Give the lines again exactly, from the one holding "Where can the knife" to the last line of the listing below, both ends included and nothing added.

• **Source data**:
□ □ □ □ □ □ □
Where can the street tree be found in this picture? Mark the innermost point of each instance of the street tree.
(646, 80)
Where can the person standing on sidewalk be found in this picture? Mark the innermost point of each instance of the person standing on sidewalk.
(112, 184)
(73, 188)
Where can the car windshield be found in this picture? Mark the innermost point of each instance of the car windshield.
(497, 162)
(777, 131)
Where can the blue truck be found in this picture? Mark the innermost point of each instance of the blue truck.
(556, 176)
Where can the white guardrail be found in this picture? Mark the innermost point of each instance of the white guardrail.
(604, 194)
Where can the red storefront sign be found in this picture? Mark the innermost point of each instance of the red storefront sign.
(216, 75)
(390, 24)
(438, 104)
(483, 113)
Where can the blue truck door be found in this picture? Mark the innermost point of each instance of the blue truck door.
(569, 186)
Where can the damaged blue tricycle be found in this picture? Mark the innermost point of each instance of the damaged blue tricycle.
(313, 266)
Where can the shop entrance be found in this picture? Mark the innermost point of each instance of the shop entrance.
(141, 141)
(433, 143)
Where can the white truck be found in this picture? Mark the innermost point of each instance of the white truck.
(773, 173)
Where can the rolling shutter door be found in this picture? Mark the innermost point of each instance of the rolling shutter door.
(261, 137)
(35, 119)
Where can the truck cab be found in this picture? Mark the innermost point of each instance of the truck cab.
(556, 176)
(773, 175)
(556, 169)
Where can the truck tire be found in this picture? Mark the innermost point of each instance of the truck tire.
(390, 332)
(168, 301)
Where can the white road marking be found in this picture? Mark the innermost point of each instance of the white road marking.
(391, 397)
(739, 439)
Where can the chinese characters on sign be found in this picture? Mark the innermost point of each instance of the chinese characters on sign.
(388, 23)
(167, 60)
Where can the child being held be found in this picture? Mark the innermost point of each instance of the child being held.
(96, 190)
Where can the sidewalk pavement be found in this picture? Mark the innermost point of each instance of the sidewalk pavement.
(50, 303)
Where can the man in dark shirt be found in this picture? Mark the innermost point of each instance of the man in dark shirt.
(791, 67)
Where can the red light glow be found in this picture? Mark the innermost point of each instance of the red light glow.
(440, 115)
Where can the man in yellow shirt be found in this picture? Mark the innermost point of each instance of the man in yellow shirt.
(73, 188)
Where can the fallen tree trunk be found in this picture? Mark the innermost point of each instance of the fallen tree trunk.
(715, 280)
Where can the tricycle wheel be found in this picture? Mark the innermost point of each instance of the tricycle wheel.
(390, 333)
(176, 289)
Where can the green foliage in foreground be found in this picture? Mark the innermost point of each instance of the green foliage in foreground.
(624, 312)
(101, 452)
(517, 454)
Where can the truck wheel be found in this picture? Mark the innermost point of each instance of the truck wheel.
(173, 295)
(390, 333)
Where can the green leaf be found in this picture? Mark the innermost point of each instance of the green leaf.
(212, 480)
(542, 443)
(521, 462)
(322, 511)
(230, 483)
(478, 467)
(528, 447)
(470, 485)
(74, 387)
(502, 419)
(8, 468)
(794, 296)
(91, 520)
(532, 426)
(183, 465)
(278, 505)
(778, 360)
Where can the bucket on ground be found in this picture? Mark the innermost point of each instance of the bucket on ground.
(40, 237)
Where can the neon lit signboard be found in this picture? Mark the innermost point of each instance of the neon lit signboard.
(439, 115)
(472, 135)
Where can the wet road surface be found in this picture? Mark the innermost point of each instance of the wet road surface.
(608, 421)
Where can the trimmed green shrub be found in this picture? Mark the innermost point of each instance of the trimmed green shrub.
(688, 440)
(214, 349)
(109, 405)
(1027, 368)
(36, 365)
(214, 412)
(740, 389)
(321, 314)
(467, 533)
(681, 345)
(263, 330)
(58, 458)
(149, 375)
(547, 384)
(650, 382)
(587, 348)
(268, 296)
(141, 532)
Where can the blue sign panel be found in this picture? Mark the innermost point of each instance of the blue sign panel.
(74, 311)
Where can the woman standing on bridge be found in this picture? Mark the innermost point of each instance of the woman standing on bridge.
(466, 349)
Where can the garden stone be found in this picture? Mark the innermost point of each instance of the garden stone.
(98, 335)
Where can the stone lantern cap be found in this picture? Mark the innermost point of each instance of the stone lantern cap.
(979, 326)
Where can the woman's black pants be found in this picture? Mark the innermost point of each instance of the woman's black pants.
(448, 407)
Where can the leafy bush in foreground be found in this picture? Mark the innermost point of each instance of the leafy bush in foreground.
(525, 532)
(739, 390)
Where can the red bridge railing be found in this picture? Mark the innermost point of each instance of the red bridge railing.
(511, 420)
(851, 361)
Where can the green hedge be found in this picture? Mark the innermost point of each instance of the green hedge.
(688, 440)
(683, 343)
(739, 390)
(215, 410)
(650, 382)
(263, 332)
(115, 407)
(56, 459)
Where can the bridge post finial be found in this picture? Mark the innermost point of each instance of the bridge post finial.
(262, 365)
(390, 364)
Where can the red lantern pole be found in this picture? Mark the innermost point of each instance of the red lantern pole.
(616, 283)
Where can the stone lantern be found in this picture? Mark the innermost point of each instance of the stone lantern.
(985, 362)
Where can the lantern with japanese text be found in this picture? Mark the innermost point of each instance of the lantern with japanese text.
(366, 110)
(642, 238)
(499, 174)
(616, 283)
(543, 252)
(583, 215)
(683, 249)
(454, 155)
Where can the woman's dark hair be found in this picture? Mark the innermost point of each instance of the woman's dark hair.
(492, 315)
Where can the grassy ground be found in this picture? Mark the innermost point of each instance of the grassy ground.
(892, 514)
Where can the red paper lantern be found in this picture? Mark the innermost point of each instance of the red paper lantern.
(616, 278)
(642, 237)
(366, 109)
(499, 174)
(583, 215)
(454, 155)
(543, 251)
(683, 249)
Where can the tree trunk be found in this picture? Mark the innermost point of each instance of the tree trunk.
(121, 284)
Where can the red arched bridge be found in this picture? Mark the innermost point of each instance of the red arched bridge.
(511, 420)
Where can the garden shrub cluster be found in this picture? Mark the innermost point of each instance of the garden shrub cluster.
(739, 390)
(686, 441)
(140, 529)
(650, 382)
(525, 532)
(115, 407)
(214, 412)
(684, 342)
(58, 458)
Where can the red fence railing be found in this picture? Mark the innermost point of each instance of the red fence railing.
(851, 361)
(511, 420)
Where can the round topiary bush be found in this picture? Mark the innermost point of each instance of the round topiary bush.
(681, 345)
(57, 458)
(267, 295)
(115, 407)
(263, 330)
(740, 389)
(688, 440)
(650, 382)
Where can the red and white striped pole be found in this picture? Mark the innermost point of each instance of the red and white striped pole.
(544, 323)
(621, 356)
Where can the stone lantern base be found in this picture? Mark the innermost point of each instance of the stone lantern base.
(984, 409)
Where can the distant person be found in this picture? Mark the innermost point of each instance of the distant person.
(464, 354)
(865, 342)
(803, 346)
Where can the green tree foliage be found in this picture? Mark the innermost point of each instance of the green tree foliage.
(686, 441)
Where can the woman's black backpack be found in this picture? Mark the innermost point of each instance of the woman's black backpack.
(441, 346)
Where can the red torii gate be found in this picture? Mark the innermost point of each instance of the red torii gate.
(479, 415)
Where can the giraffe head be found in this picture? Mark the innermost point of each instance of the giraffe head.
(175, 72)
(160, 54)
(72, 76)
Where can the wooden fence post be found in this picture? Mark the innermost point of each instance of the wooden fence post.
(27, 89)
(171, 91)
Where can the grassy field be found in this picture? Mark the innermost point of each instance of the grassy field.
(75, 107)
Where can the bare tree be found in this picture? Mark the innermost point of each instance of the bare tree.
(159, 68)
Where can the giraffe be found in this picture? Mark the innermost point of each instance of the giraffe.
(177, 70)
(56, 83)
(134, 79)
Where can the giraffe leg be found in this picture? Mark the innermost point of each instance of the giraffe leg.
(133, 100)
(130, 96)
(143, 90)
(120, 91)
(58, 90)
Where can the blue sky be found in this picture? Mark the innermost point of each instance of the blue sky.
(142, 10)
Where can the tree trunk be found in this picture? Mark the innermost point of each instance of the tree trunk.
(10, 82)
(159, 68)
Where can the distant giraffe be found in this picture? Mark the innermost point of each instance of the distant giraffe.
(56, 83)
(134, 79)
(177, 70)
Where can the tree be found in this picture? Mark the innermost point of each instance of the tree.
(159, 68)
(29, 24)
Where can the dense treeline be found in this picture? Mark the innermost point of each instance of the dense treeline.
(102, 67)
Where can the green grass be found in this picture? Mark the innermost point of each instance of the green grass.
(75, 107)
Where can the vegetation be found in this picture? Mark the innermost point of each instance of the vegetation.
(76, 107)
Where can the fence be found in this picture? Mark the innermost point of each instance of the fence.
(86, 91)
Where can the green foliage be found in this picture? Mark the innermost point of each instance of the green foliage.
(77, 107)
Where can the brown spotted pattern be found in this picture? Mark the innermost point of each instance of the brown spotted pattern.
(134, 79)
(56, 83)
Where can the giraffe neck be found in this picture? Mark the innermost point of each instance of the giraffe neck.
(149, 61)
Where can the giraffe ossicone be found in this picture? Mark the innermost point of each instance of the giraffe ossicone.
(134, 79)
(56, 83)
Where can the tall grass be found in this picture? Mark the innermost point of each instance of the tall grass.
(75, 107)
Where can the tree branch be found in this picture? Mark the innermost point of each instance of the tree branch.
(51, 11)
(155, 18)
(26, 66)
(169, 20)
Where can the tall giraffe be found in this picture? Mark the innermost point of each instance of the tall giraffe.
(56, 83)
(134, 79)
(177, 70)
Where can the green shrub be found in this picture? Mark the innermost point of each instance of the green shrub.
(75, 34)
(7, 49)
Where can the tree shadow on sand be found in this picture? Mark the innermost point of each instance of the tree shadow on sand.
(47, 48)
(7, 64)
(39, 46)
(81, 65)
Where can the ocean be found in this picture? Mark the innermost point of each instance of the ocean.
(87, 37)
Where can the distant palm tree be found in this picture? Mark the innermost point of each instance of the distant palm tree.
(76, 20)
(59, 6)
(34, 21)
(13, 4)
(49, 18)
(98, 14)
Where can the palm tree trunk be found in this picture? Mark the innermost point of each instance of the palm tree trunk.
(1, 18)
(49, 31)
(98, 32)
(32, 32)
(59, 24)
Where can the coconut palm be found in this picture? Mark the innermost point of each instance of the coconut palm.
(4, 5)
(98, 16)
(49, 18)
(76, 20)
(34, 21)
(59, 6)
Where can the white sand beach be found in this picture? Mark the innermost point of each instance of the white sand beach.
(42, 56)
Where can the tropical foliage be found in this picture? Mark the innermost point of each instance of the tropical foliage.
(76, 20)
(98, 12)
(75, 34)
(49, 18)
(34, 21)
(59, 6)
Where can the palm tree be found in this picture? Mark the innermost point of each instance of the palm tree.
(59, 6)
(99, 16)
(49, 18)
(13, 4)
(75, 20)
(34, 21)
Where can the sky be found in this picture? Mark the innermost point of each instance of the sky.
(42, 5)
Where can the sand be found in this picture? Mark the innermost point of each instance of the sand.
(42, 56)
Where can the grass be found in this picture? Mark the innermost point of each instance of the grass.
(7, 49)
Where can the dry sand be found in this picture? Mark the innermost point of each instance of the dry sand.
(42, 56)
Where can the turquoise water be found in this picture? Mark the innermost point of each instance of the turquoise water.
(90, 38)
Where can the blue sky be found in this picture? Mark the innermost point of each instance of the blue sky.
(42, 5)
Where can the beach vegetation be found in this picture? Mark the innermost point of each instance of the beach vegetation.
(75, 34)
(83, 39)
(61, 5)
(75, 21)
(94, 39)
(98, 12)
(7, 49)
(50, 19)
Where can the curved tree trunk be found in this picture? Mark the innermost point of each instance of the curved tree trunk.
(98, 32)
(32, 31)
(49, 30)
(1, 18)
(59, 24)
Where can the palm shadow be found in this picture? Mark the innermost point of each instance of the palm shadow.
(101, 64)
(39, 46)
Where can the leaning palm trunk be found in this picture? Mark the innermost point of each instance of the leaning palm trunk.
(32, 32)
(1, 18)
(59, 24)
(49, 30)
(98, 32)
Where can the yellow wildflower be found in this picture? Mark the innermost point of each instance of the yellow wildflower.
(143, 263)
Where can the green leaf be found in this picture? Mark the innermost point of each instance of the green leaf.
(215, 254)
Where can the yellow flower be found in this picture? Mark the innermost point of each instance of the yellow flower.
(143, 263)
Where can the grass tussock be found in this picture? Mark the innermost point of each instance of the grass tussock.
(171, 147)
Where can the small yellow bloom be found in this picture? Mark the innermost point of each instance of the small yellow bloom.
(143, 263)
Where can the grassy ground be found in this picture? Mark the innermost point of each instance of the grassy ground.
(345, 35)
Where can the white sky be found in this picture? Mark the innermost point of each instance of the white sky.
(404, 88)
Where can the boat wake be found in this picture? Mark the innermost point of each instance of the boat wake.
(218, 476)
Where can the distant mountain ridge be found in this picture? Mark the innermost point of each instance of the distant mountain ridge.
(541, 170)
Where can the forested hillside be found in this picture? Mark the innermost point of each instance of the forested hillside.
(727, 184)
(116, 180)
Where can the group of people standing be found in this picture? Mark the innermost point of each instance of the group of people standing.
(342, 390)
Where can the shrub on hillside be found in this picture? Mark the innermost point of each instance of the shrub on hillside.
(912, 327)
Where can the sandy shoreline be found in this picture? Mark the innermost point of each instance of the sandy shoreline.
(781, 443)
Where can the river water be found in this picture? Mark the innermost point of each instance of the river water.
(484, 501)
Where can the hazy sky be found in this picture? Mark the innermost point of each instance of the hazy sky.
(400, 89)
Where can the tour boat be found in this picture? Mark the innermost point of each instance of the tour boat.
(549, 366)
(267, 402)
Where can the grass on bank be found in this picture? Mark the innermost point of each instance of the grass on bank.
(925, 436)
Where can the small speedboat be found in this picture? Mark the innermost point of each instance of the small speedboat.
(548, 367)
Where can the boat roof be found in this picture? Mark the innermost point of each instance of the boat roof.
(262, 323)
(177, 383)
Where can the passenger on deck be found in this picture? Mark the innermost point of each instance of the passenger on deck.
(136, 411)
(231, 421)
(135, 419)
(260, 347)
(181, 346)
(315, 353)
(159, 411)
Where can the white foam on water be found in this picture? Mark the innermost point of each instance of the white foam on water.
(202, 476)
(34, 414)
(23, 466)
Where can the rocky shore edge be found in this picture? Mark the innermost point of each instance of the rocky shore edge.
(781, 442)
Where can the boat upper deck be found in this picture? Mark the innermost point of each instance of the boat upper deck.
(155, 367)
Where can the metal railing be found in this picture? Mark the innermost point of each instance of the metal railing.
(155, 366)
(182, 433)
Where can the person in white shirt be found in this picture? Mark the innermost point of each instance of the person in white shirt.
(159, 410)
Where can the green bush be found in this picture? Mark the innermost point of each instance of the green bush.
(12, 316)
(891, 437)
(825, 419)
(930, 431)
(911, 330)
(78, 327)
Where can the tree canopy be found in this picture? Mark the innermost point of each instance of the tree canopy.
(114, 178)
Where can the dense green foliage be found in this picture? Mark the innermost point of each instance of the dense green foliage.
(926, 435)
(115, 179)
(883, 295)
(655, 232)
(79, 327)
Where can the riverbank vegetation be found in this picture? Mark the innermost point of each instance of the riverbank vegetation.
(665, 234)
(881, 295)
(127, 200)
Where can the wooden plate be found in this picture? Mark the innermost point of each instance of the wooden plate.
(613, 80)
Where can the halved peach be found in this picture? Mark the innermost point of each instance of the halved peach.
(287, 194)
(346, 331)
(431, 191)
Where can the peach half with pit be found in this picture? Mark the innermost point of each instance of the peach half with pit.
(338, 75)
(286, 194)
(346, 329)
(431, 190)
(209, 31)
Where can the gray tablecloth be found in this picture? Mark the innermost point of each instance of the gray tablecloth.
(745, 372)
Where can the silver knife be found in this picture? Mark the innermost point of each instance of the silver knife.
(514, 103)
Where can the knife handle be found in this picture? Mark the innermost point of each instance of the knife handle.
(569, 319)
□ □ □ □ □ □ □
• **Answer to this task**:
Where can the knife handle be found in this picture? Mark the innermost point of each instance of the knife handle.
(569, 319)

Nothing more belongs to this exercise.